## PROBLEM DETAILS
Retype every line of the material below without changing a character, and leave out the pictures.

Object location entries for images
++++

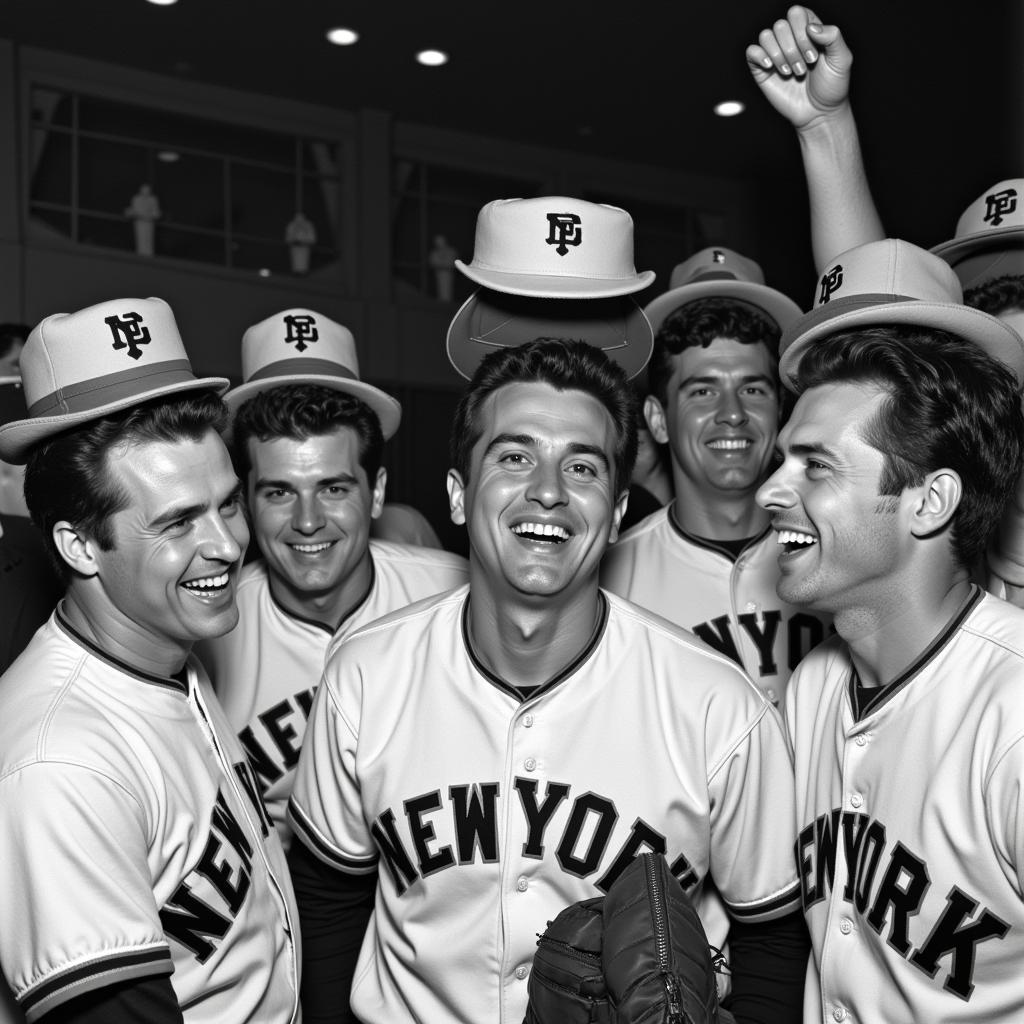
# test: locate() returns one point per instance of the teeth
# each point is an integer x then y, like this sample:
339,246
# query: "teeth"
208,583
793,537
541,529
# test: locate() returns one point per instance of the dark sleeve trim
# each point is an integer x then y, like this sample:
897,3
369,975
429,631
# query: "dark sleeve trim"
97,973
304,830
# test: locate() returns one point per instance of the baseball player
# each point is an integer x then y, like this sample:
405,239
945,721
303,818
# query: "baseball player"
142,879
907,727
308,438
480,760
707,561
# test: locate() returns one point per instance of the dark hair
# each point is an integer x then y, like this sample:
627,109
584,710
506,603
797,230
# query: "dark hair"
302,411
949,404
10,334
566,366
699,323
997,295
67,475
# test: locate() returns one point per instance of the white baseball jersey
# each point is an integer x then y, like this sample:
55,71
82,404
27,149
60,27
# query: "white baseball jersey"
910,846
729,602
487,814
133,843
265,671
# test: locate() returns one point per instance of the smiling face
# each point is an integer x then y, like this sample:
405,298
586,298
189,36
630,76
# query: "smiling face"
841,543
540,504
310,505
720,419
169,578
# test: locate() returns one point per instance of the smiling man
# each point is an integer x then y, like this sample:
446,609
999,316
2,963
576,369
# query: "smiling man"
477,762
908,726
707,561
308,440
144,882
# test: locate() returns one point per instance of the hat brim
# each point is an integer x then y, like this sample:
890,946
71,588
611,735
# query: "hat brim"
776,305
991,335
17,438
489,321
387,410
555,286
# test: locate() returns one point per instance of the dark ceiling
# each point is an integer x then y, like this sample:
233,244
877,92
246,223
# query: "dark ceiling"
937,87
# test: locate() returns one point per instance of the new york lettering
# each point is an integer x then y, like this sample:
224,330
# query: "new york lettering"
886,885
580,847
226,864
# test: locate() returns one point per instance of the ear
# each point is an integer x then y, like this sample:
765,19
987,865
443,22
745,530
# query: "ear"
937,499
616,516
377,495
656,420
457,497
75,548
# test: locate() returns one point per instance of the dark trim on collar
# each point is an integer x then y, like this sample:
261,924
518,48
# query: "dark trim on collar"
558,677
707,543
330,631
884,694
169,682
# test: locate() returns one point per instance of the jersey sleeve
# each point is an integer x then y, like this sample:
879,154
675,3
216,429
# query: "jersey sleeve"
74,851
326,809
753,823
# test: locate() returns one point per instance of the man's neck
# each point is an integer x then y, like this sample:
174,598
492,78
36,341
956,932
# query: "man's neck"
726,517
120,637
526,641
329,608
885,642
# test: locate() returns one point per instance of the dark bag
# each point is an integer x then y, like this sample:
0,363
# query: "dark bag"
638,955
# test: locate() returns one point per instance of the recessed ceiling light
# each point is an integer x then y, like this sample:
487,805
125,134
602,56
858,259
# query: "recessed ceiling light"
342,37
729,109
432,58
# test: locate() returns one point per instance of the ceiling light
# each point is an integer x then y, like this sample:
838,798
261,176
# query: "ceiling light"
729,109
432,58
342,37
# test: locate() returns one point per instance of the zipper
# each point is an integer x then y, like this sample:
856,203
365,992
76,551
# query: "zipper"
660,918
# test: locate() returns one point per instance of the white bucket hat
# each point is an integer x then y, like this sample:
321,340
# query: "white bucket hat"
300,346
888,283
81,367
989,240
555,247
720,272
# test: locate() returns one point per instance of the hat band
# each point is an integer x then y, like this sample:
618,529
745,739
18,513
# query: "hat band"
290,368
101,391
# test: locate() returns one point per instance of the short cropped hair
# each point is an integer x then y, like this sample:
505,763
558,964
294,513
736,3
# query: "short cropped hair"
949,406
68,478
998,295
566,366
303,411
698,324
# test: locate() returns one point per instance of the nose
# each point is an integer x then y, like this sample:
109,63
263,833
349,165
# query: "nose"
547,486
776,493
307,516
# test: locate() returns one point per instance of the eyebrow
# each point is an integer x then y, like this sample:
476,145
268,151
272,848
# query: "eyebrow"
527,440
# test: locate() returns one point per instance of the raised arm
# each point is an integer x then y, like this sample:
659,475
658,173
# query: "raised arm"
803,68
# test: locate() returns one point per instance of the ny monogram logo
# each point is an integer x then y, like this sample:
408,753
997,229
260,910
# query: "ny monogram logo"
129,332
564,231
832,282
301,328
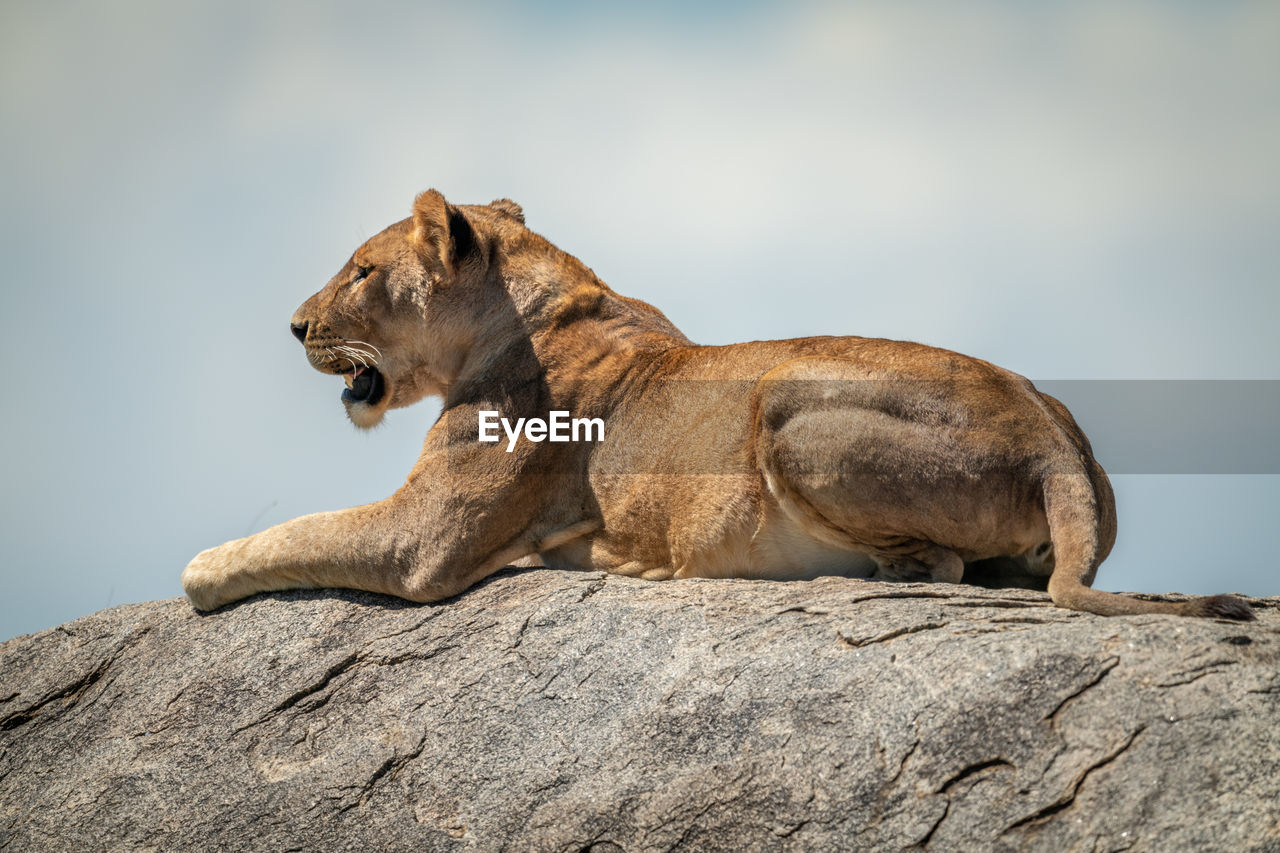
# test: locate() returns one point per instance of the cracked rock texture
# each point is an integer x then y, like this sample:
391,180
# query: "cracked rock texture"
566,711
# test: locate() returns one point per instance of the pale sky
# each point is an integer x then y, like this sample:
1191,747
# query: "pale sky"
1073,191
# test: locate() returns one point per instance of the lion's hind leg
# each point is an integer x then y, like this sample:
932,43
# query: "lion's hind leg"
918,560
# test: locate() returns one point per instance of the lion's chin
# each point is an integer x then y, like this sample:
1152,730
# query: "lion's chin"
364,415
365,397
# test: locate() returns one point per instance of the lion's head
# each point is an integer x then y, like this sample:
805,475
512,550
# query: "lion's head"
401,316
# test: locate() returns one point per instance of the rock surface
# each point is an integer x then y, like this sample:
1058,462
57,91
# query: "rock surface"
565,711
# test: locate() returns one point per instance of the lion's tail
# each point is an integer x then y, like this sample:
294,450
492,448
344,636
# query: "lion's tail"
1080,512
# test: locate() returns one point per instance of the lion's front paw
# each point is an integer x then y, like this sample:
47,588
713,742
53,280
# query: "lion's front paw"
205,579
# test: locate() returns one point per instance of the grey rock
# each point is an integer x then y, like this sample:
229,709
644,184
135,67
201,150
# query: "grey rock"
571,711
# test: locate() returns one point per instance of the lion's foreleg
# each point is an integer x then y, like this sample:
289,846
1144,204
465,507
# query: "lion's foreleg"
356,548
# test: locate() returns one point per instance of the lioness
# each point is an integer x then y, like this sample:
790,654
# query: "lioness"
775,459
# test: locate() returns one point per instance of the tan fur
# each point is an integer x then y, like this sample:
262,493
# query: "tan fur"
775,459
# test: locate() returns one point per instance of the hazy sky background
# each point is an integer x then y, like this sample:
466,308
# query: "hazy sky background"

++++

## TASK ANSWER
# test: locate() returns one point per instance of the teeth
# each point is an integer x then y, like this sample:
339,246
# query: "teeth"
208,583
793,537
541,529
# test: locate() returns one point per instance of the dark sleeve trim
# each point is an integer x then y, like this sample:
897,3
369,975
429,631
# query: "dark sleeve trim"
97,973
304,830
# test: locate() returns one point per instance of the baseball player
# each point is an integer x then y, like this sample:
405,239
945,721
303,818
# query: "baseball player"
142,879
907,727
308,438
480,760
707,561
# test: locate() returns one point per instance of the dark hair
# each point is an integer x then y, like this sample:
627,109
584,710
506,603
797,230
# query: "dark hair"
302,411
949,404
10,334
566,366
699,323
997,295
67,475
# test: locate() returns one point per instance of the white baseball jersey
# each point is an integer x then y, like this sample:
55,71
82,404
27,149
60,27
# query: "white baseball jersey"
910,846
729,602
487,814
133,843
265,671
# test: locate() returns one point per instance of the smiling face
# each point is an integer x then y, like this sample:
405,298
586,298
189,36
630,76
# query: "smiling face"
841,543
540,504
310,505
720,419
169,578
# test: locate() returns one point per instance of the smiling man
# each point is an integer x then y, like this sample:
446,609
999,316
2,963
576,369
# query: "smiling man"
477,762
908,726
707,561
308,440
144,882
# test: locate() returns one point per instance of the hat brim
# each point is an integer x then y, like this sample:
890,946
71,588
611,735
# query: "hat brim"
776,305
991,335
17,438
489,321
387,410
555,286
# test: locate() returns one point per instance of the dark ceiling
# each point is an integer x then y, like this sample:
233,244
877,92
246,223
# query: "dark ceiling"
937,87
# test: locate() returns one point per instance of the new york lettering
# each point is an integer x then y, like this sample:
224,330
# query: "new york lettering"
886,885
580,847
226,864
# test: locate() returns one point per instance of the ear
# each point is an integer x then y, like this sample:
765,19
987,865
443,22
745,530
# query: "ear"
937,499
616,516
377,495
656,420
457,497
75,548
# test: locate() returns one point per instance of the dark trim on collar
# each point is an integer x then y, like this sample:
261,924
518,48
# query: "dark trim on collar"
558,677
707,543
330,631
884,694
169,682
# test: locate() returns one point per instance of the jersey sleeve
# each point is an integer x then y, like this sample:
879,154
675,3
216,429
# query: "jersey sleeve"
74,851
326,809
753,823
# test: locate() returns one point per instance of the man's neck
# each point is an integer x then y, like this sample:
174,598
492,78
36,341
956,932
# query: "man's neck"
726,517
120,637
526,641
329,608
885,642
# test: locate() returns one point per instance of the dark bag
# each point is an integer x then y, like this sample:
0,363
# query: "dark bag"
638,955
# test: locate() returns one point per instance of the recessed ceiling light
# each point is an integer x then y, like this sample:
487,805
125,134
602,56
858,259
# query: "recessed ceiling light"
342,37
729,109
432,58
# test: locate() returns one point per instance of the ceiling light
# each point is an integer x then y, like this sample:
838,798
261,176
# query: "ceiling light"
729,109
432,58
342,37
# test: locate() returns one point per instance of the zipper
# each point is an integer x then y, like this sample:
856,203
365,992
76,551
# query: "zipper"
660,918
# test: locate() returns one point per instance of the white bucket hat
# each point is an integer x then y, like this sample:
321,340
# query: "white bucket hat"
300,346
888,283
81,367
989,240
555,247
720,272
# test: locate() returns one point per instance of the hat band
# each point is an integer x then y, like this sample:
618,529
745,739
18,513
# query: "hat band"
290,368
101,391
# test: locate() returns one point per instance of the short cropped hair
# each point is an integer x then y, like this sample:
505,763
558,964
294,513
736,3
# query: "short cropped hair"
949,406
68,478
998,295
566,366
303,411
698,324
# test: locate() returns one point per instance of the nose
# each point is an integer x then y, like this sample:
109,63
263,833
349,165
# query: "nose"
547,486
776,493
307,516
# test: locate() returns one point per instance of the eyebrow
# each point is an integer x then y, like this sample:
476,145
268,151
272,848
# query: "eyebrow"
527,440
# test: locate() returns one point per instance of the raised arm
# each point is an integer x then y, like this sample:
659,475
658,173
# query: "raised arm"
803,68
# test: locate() returns one point per instance of the ny monogram logo
# each point is an integer x then y, like this sample:
408,753
997,229
260,910
# query: "ny monogram logo"
129,332
564,231
832,282
301,328
# test: locate() returns one point per instance of the cracked rock texture
# each point is an integer x then y, like this sample:
391,180
# query: "cracked rock texture"
566,711
# test: locate() returns one point per instance of the pale sky
# each point is an integer x then y, like this sample:
1191,747
# query: "pale sky"
1073,191
# test: locate() returns one point per instance of the lion's hind leg
# each point is an integer x then y, like this sample:
932,43
# query: "lion's hind leg"
918,560
# test: locate() returns one point per instance of the lion's chin
# each point is an integer x then y, like this sample:
1152,730
# query: "lion's chin"
364,415
365,397
# test: locate() returns one point per instance of the lion's head
# each point is an integer x then y, like this sample:
805,475
512,550
# query: "lion's head"
401,316
# test: locate() returns one point per instance of the rock surface
# each point is an integer x then y, like this sample:
1058,462
57,91
# query: "rock surface"
565,711
# test: locate() returns one point per instance of the lion's tail
# each point is an integer x then y, like this sample:
294,450
492,448
344,636
# query: "lion's tail"
1080,512
# test: locate() returns one point per instance of the lion's front paw
# each point is an integer x then y, like this sample:
47,588
713,742
53,280
# query: "lion's front paw"
205,579
# test: locate() returns one point per instance of the grey rock
# each point is an integer x then y, like this sample:
229,709
644,184
135,67
201,150
# query: "grey rock"
571,711
# test: locate() returns one point per instance of the lion's foreleg
# each point is an integer x then y, like this sample:
289,846
1144,204
465,507
# query: "lion's foreleg"
356,548
# test: locate() returns one point per instance of the lioness
# each point is an integer x then y, like this sample:
790,654
# query: "lioness"
775,459
# test: locate() returns one point per instance of the tan fur
# each point is an integer x then y, like this sample:
262,493
# query: "tan fur"
775,459
# test: locate() returns one point per instance of the hazy sky background
# each point is an integer x then y, like this sample:
466,308
# query: "hazy sky background"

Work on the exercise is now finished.